- **What to work on**: Please copy out the items from the start up to and including the line with "point(227, 362)", keeping every line but leaving out the pictures. Multiply each answer point's coordinates by 1.4 and round to whole numbers, halves up, leaving every other number unchanged.

Dataset items:
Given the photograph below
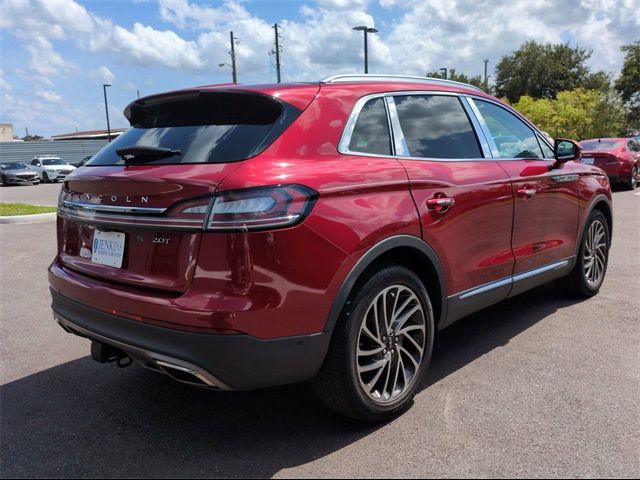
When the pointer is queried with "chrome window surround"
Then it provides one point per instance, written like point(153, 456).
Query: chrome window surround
point(401, 148)
point(345, 140)
point(487, 133)
point(357, 77)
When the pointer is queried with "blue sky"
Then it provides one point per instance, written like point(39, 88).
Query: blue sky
point(56, 54)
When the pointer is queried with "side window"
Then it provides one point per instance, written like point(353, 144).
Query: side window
point(436, 127)
point(512, 136)
point(371, 131)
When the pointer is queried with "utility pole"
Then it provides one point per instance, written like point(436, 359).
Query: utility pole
point(106, 109)
point(275, 27)
point(366, 31)
point(486, 79)
point(233, 58)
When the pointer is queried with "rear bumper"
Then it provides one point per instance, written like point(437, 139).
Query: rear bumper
point(227, 362)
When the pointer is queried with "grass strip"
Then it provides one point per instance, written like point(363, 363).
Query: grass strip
point(11, 209)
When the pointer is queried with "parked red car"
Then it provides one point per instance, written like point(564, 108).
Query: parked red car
point(239, 237)
point(618, 157)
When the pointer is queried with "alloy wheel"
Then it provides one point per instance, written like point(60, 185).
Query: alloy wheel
point(391, 345)
point(595, 254)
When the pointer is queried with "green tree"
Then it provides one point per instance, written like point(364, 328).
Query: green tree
point(628, 85)
point(544, 70)
point(577, 113)
point(459, 77)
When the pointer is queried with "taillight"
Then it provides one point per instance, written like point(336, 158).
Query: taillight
point(260, 208)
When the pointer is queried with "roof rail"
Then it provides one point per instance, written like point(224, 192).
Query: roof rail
point(358, 77)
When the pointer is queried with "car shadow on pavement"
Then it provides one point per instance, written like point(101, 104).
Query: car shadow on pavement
point(82, 419)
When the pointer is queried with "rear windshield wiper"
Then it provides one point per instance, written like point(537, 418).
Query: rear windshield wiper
point(142, 154)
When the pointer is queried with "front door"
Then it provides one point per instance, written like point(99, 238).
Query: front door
point(546, 207)
point(465, 201)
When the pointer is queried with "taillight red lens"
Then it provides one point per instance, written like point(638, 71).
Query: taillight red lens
point(261, 208)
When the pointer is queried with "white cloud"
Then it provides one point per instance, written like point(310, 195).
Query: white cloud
point(4, 85)
point(45, 61)
point(49, 96)
point(44, 18)
point(103, 75)
point(145, 45)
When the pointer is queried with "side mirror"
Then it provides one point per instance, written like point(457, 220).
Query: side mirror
point(565, 150)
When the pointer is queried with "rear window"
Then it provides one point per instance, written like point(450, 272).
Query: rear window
point(601, 145)
point(206, 127)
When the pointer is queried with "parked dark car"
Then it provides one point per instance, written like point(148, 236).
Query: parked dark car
point(618, 157)
point(240, 237)
point(16, 173)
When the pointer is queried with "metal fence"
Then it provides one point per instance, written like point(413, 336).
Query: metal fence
point(72, 151)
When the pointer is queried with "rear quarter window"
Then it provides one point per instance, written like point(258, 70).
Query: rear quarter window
point(436, 127)
point(206, 127)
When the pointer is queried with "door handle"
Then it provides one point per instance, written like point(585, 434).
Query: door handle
point(527, 193)
point(440, 204)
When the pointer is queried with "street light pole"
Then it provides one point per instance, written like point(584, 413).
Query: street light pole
point(366, 31)
point(233, 58)
point(106, 109)
point(486, 79)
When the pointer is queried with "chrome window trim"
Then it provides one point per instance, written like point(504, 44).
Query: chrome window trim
point(357, 77)
point(539, 135)
point(401, 148)
point(345, 139)
point(481, 134)
point(495, 153)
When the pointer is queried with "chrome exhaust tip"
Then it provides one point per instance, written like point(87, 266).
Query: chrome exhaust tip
point(185, 375)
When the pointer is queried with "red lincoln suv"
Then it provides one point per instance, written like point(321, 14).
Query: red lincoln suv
point(239, 237)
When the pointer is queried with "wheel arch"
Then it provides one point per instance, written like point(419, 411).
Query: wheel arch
point(406, 250)
point(603, 204)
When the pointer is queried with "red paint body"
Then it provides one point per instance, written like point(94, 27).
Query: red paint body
point(617, 162)
point(283, 282)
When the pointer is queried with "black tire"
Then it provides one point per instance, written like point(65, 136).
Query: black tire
point(576, 284)
point(339, 384)
point(633, 179)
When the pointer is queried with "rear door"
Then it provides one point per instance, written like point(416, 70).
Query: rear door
point(546, 208)
point(465, 200)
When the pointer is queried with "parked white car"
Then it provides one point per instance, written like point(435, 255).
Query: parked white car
point(51, 168)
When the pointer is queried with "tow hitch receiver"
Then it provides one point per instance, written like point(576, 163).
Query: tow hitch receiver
point(104, 353)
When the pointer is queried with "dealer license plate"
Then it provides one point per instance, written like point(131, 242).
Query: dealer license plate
point(108, 248)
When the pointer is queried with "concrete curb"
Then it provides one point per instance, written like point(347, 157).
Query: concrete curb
point(36, 218)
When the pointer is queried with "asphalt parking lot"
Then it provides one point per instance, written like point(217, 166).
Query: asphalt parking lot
point(538, 386)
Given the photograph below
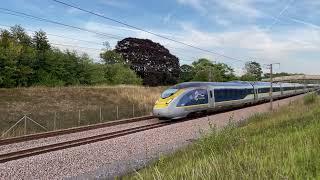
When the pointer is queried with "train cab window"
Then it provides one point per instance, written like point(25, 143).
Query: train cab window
point(169, 92)
point(194, 97)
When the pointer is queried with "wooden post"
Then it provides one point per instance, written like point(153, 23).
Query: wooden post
point(79, 121)
point(54, 121)
point(100, 115)
point(271, 88)
point(133, 110)
point(25, 125)
point(117, 112)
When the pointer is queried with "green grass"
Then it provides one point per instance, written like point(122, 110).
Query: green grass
point(280, 145)
point(59, 107)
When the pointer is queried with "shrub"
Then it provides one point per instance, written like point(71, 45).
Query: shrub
point(310, 99)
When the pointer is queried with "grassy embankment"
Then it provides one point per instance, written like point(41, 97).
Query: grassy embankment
point(63, 104)
point(280, 145)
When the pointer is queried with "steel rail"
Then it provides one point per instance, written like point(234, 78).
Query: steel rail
point(71, 130)
point(78, 142)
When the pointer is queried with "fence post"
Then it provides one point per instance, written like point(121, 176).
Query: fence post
point(100, 115)
point(54, 121)
point(117, 112)
point(79, 121)
point(133, 110)
point(25, 124)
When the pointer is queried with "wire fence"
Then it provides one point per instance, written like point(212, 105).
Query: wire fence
point(15, 124)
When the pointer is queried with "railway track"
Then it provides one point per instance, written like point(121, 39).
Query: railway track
point(78, 142)
point(81, 141)
point(71, 130)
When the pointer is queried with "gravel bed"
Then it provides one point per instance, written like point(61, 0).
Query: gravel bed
point(67, 137)
point(115, 157)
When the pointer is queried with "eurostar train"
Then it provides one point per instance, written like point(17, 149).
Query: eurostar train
point(188, 98)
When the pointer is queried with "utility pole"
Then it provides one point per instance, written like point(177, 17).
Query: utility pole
point(210, 74)
point(271, 84)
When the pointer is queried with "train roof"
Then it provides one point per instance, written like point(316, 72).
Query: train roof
point(199, 84)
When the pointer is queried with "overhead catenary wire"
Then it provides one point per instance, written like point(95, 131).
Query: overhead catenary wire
point(60, 36)
point(25, 15)
point(21, 14)
point(146, 31)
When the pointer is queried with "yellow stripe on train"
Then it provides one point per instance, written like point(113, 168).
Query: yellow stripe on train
point(163, 103)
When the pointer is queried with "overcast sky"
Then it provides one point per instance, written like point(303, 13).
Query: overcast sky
point(284, 31)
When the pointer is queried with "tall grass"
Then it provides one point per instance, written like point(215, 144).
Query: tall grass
point(280, 145)
point(59, 106)
point(310, 98)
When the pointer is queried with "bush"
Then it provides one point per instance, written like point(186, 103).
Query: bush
point(310, 98)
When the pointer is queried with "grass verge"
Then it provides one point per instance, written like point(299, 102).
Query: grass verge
point(65, 107)
point(280, 145)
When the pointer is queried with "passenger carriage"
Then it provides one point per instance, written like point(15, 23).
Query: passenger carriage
point(184, 99)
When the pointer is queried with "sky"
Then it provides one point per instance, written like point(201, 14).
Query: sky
point(234, 31)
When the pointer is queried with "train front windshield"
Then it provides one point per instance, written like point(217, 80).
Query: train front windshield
point(169, 92)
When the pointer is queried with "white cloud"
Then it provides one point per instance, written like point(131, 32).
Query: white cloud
point(235, 8)
point(167, 18)
point(116, 3)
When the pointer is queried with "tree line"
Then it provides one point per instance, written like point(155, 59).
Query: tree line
point(30, 60)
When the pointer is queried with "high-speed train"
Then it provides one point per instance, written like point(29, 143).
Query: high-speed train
point(188, 98)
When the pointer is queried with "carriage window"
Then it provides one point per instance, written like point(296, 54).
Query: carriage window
point(194, 97)
point(168, 93)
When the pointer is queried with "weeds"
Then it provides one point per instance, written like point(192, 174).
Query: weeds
point(58, 108)
point(281, 145)
point(310, 98)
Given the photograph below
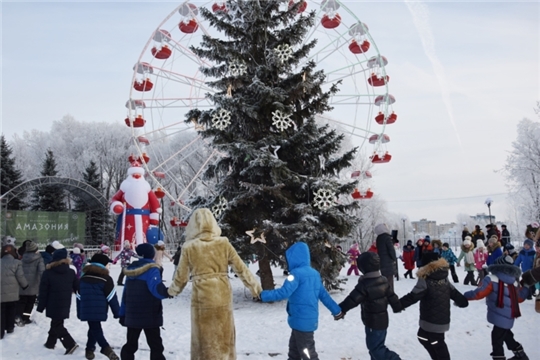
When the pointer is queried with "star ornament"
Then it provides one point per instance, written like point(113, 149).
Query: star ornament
point(283, 52)
point(282, 120)
point(254, 239)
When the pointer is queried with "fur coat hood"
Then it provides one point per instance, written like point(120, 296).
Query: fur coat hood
point(54, 264)
point(203, 226)
point(426, 270)
point(139, 268)
point(507, 273)
point(92, 269)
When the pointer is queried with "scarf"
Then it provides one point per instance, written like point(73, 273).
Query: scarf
point(469, 257)
point(481, 255)
point(514, 303)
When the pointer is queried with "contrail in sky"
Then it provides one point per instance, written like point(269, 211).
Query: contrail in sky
point(420, 15)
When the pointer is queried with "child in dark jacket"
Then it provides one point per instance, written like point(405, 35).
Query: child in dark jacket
point(125, 260)
point(57, 284)
point(96, 294)
point(141, 307)
point(448, 255)
point(304, 289)
point(373, 294)
point(434, 292)
point(503, 295)
point(408, 258)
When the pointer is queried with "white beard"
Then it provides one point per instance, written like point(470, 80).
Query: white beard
point(135, 191)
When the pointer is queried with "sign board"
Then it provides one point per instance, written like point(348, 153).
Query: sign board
point(44, 227)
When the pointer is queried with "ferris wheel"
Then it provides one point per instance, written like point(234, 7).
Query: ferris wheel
point(167, 83)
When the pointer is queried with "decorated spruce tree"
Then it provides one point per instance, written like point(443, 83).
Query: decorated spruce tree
point(96, 219)
point(276, 177)
point(48, 197)
point(10, 175)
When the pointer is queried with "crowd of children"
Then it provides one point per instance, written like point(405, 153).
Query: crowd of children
point(50, 276)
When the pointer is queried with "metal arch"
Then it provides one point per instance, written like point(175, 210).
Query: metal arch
point(91, 197)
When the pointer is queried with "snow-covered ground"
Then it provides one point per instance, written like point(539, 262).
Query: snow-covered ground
point(262, 331)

- **Full response**:
Given the photograph below
When the pointer is queried with "chrome window surround"
Then it provides one point per instance, written like point(153, 456).
Query: chrome window surround
point(561, 207)
point(483, 196)
point(682, 186)
point(500, 108)
When the pointer is queried with "blue sky"
Then it provides one point per instance, written like point(39, 88).
Query: blue sky
point(78, 76)
When the pointer is queried with "side window"
Then it provides one point per instance, written like point(353, 144).
Query: side window
point(610, 178)
point(717, 190)
point(519, 183)
When the pointer is queried with "utility pole"
Then it provides one point per instance, written like point(436, 359).
Query: utility pole
point(148, 153)
point(385, 38)
point(512, 43)
point(680, 111)
point(326, 81)
When the pointer is queried with "rear bumper"
Then it provides one point per instance, written like point(437, 139).
Query: rear bumper
point(318, 507)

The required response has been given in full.